┏━━

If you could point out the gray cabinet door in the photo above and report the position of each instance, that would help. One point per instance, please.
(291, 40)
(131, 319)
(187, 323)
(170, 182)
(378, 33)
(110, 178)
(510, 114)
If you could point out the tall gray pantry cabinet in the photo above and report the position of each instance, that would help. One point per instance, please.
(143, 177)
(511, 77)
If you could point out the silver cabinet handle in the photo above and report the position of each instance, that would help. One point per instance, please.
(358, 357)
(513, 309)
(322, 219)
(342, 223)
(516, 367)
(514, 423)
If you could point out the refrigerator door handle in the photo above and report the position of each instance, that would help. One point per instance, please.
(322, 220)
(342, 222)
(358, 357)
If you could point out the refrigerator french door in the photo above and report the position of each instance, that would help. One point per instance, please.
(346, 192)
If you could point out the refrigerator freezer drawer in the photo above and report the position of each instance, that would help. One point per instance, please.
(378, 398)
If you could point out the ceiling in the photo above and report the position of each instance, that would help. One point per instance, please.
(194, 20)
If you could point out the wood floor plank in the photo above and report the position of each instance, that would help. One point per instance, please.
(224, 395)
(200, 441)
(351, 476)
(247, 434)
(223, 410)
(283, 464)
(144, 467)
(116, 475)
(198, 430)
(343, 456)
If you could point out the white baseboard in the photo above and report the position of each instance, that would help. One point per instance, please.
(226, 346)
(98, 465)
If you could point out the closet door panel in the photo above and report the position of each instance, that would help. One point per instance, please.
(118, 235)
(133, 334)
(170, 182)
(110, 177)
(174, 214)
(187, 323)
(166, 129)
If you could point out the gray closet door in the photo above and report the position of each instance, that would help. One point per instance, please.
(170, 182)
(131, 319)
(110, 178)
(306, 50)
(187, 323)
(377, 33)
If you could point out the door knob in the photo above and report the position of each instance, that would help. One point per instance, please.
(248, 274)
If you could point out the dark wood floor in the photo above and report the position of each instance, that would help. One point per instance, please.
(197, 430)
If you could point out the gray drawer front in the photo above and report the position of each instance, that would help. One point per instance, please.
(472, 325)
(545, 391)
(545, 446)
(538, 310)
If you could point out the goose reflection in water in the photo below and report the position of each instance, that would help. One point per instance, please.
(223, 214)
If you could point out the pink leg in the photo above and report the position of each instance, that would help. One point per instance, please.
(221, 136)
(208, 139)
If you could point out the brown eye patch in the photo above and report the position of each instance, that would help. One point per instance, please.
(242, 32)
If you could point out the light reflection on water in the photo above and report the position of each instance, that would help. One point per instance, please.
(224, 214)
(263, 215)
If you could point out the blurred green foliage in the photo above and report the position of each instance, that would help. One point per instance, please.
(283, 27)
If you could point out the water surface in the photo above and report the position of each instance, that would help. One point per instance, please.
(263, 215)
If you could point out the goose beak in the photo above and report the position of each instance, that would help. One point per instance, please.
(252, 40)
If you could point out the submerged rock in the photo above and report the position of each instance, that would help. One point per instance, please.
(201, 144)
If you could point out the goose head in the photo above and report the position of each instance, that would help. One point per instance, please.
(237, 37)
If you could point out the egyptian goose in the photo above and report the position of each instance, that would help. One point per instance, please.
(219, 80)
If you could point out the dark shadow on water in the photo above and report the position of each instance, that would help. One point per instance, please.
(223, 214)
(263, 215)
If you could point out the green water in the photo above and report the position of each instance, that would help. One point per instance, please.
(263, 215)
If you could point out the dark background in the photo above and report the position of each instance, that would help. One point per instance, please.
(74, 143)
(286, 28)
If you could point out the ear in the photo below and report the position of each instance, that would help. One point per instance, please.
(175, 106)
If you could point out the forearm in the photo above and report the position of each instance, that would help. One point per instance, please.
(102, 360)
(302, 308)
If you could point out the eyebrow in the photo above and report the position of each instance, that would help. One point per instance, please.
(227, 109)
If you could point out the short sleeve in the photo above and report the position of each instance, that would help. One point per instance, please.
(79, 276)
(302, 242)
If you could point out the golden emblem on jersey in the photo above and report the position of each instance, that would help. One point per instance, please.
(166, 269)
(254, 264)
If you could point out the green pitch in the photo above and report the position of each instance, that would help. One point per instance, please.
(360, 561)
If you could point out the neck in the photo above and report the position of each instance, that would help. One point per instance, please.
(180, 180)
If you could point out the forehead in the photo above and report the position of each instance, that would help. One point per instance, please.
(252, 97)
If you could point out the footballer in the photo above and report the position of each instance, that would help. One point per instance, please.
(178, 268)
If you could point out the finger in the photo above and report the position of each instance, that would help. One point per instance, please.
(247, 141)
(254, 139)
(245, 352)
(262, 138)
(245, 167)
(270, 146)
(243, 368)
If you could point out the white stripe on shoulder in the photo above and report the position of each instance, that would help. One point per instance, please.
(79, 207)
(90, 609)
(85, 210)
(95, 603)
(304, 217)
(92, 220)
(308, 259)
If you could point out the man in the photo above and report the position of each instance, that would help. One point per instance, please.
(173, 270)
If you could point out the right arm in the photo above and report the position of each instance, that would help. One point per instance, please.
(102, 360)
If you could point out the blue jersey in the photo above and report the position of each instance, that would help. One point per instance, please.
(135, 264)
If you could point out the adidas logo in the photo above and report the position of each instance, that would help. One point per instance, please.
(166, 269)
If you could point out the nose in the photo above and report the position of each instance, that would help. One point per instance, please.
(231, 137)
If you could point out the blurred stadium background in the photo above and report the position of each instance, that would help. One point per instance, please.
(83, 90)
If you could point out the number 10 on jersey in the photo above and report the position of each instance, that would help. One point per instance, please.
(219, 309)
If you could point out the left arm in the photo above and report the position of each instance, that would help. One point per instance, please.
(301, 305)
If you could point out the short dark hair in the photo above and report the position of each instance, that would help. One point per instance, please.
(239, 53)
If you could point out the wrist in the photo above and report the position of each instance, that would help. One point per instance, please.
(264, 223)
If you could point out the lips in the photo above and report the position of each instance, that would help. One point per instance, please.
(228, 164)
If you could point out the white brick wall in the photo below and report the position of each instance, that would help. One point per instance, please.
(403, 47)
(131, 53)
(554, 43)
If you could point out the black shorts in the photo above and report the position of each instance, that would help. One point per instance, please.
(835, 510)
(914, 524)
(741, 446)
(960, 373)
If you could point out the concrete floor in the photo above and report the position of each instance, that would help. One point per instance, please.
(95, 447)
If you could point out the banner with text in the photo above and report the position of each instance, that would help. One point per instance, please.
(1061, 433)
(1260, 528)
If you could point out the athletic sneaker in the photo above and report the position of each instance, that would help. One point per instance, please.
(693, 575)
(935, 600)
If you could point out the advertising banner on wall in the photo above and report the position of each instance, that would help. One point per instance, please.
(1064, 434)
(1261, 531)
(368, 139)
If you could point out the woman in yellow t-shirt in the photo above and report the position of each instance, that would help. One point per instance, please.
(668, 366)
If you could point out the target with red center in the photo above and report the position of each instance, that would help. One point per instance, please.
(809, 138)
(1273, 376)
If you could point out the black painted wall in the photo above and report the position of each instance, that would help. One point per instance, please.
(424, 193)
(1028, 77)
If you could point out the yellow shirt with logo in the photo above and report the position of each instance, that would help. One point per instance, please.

┗━━

HOW TO COMPLETE THIS TASK
Each line must be set down again exactly as above, with no line omitted.

RESPONSE AREA
If you could point out the gray cabinet door in the photo above and report the position of each instance, that would help. One point per instance, please.
(291, 40)
(131, 319)
(187, 323)
(170, 182)
(378, 33)
(110, 178)
(510, 114)
If you could point out the tall gray pantry cabinet in the photo above and report the position of each instance, that would help. One point per instance, please.
(143, 177)
(511, 77)
If you could point out the silver cabinet handle in the photo above and report the position of each instance, that would help. One point per instance, please.
(358, 357)
(513, 309)
(322, 219)
(342, 223)
(516, 367)
(514, 423)
If you could point out the refrigerator door handle in the photo above and report the position of each instance, that would help. One point per instance, please.
(322, 220)
(342, 222)
(358, 357)
If you could point out the refrigerator french door in the photo above and report the position of each instance, that would help. One point per instance, please.
(346, 192)
If you could point out the refrigerator freezer drawer in the photo above and report the position of each instance, that would help. One point per instance, please.
(378, 398)
If you could point out the ceiling in the photo above and report the position of each instance, that would help. One point per instance, please.
(194, 20)
If you could point out the wood floor plank in the photo above and report the position of each instance, that would help. One point per instance, please.
(224, 395)
(200, 441)
(351, 476)
(247, 434)
(223, 410)
(283, 464)
(144, 467)
(116, 475)
(198, 430)
(343, 456)
If you could point out the white baseboard in the photo above and report the position of each instance, that would help. One point per instance, please.
(226, 346)
(98, 465)
If you could point out the closet door panel in the photo above and report the position of each instance, that would help. One point per instance, please.
(118, 235)
(133, 334)
(170, 182)
(110, 177)
(174, 214)
(187, 323)
(166, 129)
If you could point out the gray closet door in the photo above and report the position of each instance, that would help. One point per instance, please.
(170, 182)
(131, 319)
(110, 178)
(306, 50)
(187, 323)
(377, 33)
If you could point out the door knob in the photo above and report the position of each instance, that would help. One point per instance, please.
(248, 274)
If you could point out the dark wood floor in the photo above and report the position of each instance, that would help. One point per instance, please.
(197, 430)
If you could point out the gray drawer front in the photo above and report the position of each instance, that would help. One point per instance, please.
(472, 325)
(545, 391)
(545, 446)
(538, 310)
If you could point out the goose reflection in water in the photo below and report the position of each instance, that would help. One point per instance, please.
(223, 214)
If you could point out the pink leg in the photo above and report the position of each instance, that would help. One point per instance, please.
(221, 136)
(208, 139)
If you could point out the brown eye patch in the photo above and report the position of each instance, that would help. One point per instance, please.
(242, 32)
If you could point out the light reflection on water in the photo above and report the position of each instance, that would help. One point per instance, please.
(224, 214)
(263, 215)
If you could point out the blurred green foliage in the photo above and report the position of each instance, that would help. One point per instance, please.
(283, 27)
If you could point out the water surface in the photo above and report the position of each instance, that would help. One point per instance, please.
(263, 215)
If you could point out the goose beak in the photo above and report the position of each instance, that would help. One point per instance, please.
(252, 40)
If you could point out the submerged rock in the photo above and report the position of each instance, that would help. One point per instance, please.
(201, 144)
If you could point out the goose head in the photo above and report the position of each instance, that would help. One point per instance, please.
(237, 37)
If you could point out the egyptian goose in the photo above and report the position of each instance, that would help. One point per instance, please.
(219, 80)
If you could point out the dark shadow on water in the photo above and report the position of each instance, that would help. One point per instance, please.
(223, 214)
(263, 215)
If you could point out the green water in the photo above and report the position of each instance, that would help. One point per instance, please.
(263, 215)
If you could point out the dark background in the photo above and report the position of each instance, that would help. One point per instance, please.
(74, 143)
(286, 28)
If you could point out the ear in the photo below and report the position of each instance, that would help. One point per instance, please.
(175, 106)
If you could point out the forearm in the photo above and report the position of each instance, that would help. One point per instance, please.
(102, 360)
(302, 308)
If you could point out the eyebrow in the photo above and report the position of each instance, that would help. One point per instance, please.
(227, 109)
If you could point out the short sleeve in the photo above and report the position of each instance, that would help. One point per instance, please.
(79, 276)
(302, 242)
If you could point out the golden emblem on jersey in the photo above and report the position of each instance, that would help. One point per instance, please.
(166, 269)
(254, 264)
If you could point out the green pitch in the photo above and report the position of each instance, that would help. One point per instance, please.
(360, 561)
If you could point out the neck in the photo above and report the position of each instance, that would help. One point per instance, please.
(180, 180)
If you could point out the forehead in the photo above and report the position of each instance, that would help. One point per instance, please.
(252, 97)
If you could point out the footballer in the photo above and report the position of each instance, that would help. One point per instance, please.
(178, 268)
If you could point out the finger in the photo above and report the position of each instance, that would help. One point per instance, please.
(247, 141)
(254, 139)
(245, 352)
(262, 138)
(245, 167)
(270, 146)
(243, 368)
If you could point out the white stripe on shoulder in the photo above and report the position of each instance, that would help. One point per instance, please.
(79, 207)
(90, 609)
(85, 210)
(95, 603)
(304, 217)
(92, 220)
(308, 259)
If you could point out the man in the photo above and report the position of each instance, that would help. One point per instance, please.
(173, 270)
If you could point out the right arm in the photo above and report the position of each instance, that would help. One point per instance, please.
(102, 360)
If you could point out the blue jersey in the photo above and report the position of each instance, that would help. One point per instance, please.
(135, 264)
If you could point out the adidas logo in the photo above and report the position of each instance, that would help. One point per instance, please.
(166, 269)
If you could point out the nose in the photo above and report the position of each instance, that would help. One point per instance, please.
(231, 137)
If you could point out the blurred stadium background in the photo above and report the position of each instance, that would help. One point per instance, please.
(83, 90)
If you could point out the number 10 on jersey in the photo above and report the position of each instance, that would help. One point per instance, please.
(219, 309)
If you could point out the left arm in the photo above and report the position of each instance, that would help. One point per instance, please.
(301, 305)
If you could point out the short dark hair in the photo above and report the position of each instance, that would help. One point per instance, please.
(239, 53)
If you could point out the wrist in the photo above and report the position of each instance, that would help. One point per instance, please.
(264, 223)
If you could point out the lips in the photo above and report the position of each instance, that would help. One point per instance, please.
(228, 164)
If you could point out the white brick wall in the photo below and report the position of each instance, that would help. One point per instance, please.
(403, 47)
(131, 53)
(554, 43)
If you could point out the black shorts in the photo above and report the position of each instance, that would help. One point per instance, please.
(835, 510)
(914, 524)
(741, 446)
(960, 373)
If you could point out the concrete floor in the photo above and report the position of each instance, that would help. One point per instance, please.
(95, 447)
If you could point out the banner with text in the photo above and report the position of each instance, that would help. One point per instance, please.
(1061, 433)
(1260, 528)
If you could point out the athletic sneaker in the photo above and report the position of each instance, that would help. One point per instance, please.
(693, 575)
(935, 600)
If you could point out the advertising banner on wall in the photo above and report the position of each instance, that would help. One point per instance, please.
(1064, 434)
(1261, 531)
(368, 139)
If you could point out the woman in yellow t-shirt in the photo above and report the position of each instance, that would help. One point per instance, please.
(668, 366)
If you could point out the target with red center in the photo above and report the position of each instance, that would help. One point per instance, please.
(809, 138)
(1273, 376)
If you could point out the black painted wall in the photo above and report the position of each instance, that would help. One point per instance, please.
(424, 193)
(1028, 77)
If you could point out the yellow shirt with logo in the photo above and report the position of each instance, that would help. One point per instance, please.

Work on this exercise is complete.